(Teks Halaman):
....................
Home Gaya Hidup Artjog Resilience, Seni Jadi Terapi Sosial di Masa Pandemi

Artjog Resilience, Seni Jadi Terapi Sosial di Masa Pandemi

Yogyakarta, Gatra.com - Pameran seni ‘ARTJOG: Resilience’ menjadi ajang terapi sosial di masa Covid-19. Festival seni tahunan yang semula selalu meriah kini mesti berkompromi dengan pandemi, tapi sekaligus menjajal tampil eksklusif.

‘ARTJOG: Resilience’ digelar di Jogja National Museum (JNM), Daerah Istimewa Yogyakarta, sepanjang sejak 8 Agustus hingga 10 Oktober 2020. Selain secara daring, pameran ini dapat dikunjungi melalui reservasi dengan penerapan protokol kesehatan.

Pengunjung wajib memakai masker, dicek suhu tubuhnya, dan harus menjaga jarak. Tamu luar DIY wajib menunjukkan surat keterangan negatif hasil tes Covid-19. Hadirin bisa hadir dalam dua sesi masing-masing selama dua jam dan maksimal 30 orang per sesi.

Gatra.com dan sejumlah media menghadiri pameran ini Sabtu (22/8). Di tiga lantai JNM, karya 78 seniman dipajang, termasuk karya spesial ‘Murakabi’ yang dibangun di sepanjang area masuk.

Pengunjung akan melalui lorong dari instalasi bambu hingga terpecah ke dua ruang. Bangunan bambu ini sekilas menyerupai paru-paru. Di dua ruang ini, bambu-bambu dirangkai menjadi tempat pajang kebutuhan sandang dan pangan. Terdapat pula bilik-bilik yang diisi susunan batu dan instalasi botol bekas berisi air hujan sebagai ruang meditasi.

Murakabi merupakan gerakan lintas disiplin yang mengusung semangat lokal dan kelestarian alam. Karya Murakabi telah hadir di Artjog 2019. Bedanya, setelah memuat tiga unsur kebutuhan manusia, kali ini Murakabi mengimbuhkan satu unsur lagi: puisi.
....................
(Data):
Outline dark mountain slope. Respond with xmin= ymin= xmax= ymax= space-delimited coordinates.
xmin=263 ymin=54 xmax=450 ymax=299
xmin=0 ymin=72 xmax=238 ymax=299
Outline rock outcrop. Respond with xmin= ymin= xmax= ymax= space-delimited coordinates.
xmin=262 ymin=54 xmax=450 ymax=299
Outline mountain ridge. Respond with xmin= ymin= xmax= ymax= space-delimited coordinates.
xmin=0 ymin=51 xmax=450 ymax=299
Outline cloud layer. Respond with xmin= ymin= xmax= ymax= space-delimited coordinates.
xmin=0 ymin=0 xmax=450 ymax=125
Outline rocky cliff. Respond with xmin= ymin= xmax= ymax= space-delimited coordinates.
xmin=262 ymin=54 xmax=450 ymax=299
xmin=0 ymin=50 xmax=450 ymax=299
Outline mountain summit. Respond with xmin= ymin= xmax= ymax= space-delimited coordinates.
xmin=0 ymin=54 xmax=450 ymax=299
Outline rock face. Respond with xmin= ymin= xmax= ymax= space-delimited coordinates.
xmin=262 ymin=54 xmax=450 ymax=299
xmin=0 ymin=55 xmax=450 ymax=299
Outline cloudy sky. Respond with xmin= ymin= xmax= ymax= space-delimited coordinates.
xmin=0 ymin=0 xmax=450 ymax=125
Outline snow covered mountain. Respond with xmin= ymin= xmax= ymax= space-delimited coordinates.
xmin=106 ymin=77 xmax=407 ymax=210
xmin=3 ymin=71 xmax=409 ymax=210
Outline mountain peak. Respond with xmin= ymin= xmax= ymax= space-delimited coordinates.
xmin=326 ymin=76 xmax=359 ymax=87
....................
(Daftar Kegiatan):
• 1. Menurut artikel tentang pameran ARTJOG: Resilience, karya berapa seniman yang dipajang di tiga lantai JNM?
• 2. Lanjutkan artikel tentang pameran ARTJOG: Resilience setelah kalimat terakhirnya.
Data tersebut berasal dari sumber lain.

(Jawaban Tiap Tugas):
• 1. Karya 78 seniman.

• 2.
Karya sajak untuk mewakili spiritualitas manusia. Murakabi menggandeng penyair Joko Pinurbo dan aktor Gunawan Maryanto yang akan menciptakan sajak dan menggelar sesi meditasi Ibadah Puisi - Hening Cipta yang dapat diikuti publik secara daring.

Santi Ariestyowanti, anggota gerakan Murakabi, menjelaskan rangkaian karya ini untuk menyeimbangkan aspek material dan spiritual, sekaligus menjadikan karya seni sebagai ajang terapi sosial di masa pandemi.

“Penggunaan bambu di dalam ruangan ini seakan mendekatkan diri ke alam, merawat rumah di dalam jiwa dan hati kita. Gotong royong itu menyembuhkan,” tuturnya.

Selain Murakabi sebagai persembahan spesial, Artjog 2020 tetap menampilkan ciri khasnya dengan gebyar karya seniman, seperti karya-karya berukuran besar dan aneka pendekatan dan eksekusi. Umumnya karya baru, termasuk dengan tema Covid-19, meski ada juga karya lama.

Semua seniman hasil undangan panitia dan kebanyakan perupa Yogyakarta. Mayoritas juga karya dua dimensi demi mengejar tenggat waktu dan memudahkan pemasangan. “Semuanya dengan alasan pertimbangan keamanan dan protokol kesehatan,” kata Kuraton Artjog, Bambang Toko Witjaksono.

Pemrakarsa Artjog, Heri Pemad, menjelaskan, masa pandemi dan penerapan prokol kesehatan menjadi momentum bagi Artjog untuk melakukan simulasi pameran seni dengan penunjung terbatas, bahkan eksklusif.

“Padahal biasanya kunjungan Artjog sebelumnya 2500 orang per hari. Ini kami kewalahan juga karena banyak yang mau datang, termasuk dari luar negeri. Tapi syaratnya banyak,” tuturnya.

 

 

Namun Heri meyakinkan bahwa protokol kesehatan akan dipenuhi. Dengan demikian, Artjog pun dapat membuktikan ke otoritas bahwa ajang seni dapat dgelar secara aman di kala pandemi. “Kami akan buktikan bener-bener. Pengunjung pun dapat menikmati pameran secara nyaman dan puas,” kata dia.